+++ Records to process

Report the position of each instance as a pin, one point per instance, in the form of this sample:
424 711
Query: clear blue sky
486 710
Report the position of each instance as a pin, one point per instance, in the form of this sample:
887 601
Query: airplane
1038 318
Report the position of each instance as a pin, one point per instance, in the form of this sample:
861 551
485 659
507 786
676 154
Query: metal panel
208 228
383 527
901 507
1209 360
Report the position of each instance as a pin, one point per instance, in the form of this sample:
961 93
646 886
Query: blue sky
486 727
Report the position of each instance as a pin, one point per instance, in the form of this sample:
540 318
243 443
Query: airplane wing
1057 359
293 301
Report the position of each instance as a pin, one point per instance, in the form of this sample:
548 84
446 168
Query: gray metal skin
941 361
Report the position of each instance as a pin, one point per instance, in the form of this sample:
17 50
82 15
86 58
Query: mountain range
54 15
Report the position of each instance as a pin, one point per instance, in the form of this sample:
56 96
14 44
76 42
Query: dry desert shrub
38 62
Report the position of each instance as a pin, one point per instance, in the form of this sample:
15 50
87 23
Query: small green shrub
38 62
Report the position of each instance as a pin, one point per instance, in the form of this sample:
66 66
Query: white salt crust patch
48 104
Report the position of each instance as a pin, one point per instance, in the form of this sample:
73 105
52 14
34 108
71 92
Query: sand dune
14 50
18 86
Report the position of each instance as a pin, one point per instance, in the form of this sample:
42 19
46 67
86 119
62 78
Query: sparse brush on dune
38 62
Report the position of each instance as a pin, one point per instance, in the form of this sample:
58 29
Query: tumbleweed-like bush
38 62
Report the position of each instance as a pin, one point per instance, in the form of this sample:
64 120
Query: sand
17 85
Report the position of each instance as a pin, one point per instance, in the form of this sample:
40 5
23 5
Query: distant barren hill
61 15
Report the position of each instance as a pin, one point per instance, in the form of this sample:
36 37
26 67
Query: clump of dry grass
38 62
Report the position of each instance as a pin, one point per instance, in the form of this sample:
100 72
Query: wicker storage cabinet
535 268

++++++

**Exercise directions:**
Find every line in the listing above that contains the string "airplane", and copy each of those lines. Only matches with the same capitalization count.

**Output for this task:**
Query: airplane
Query: airplane wing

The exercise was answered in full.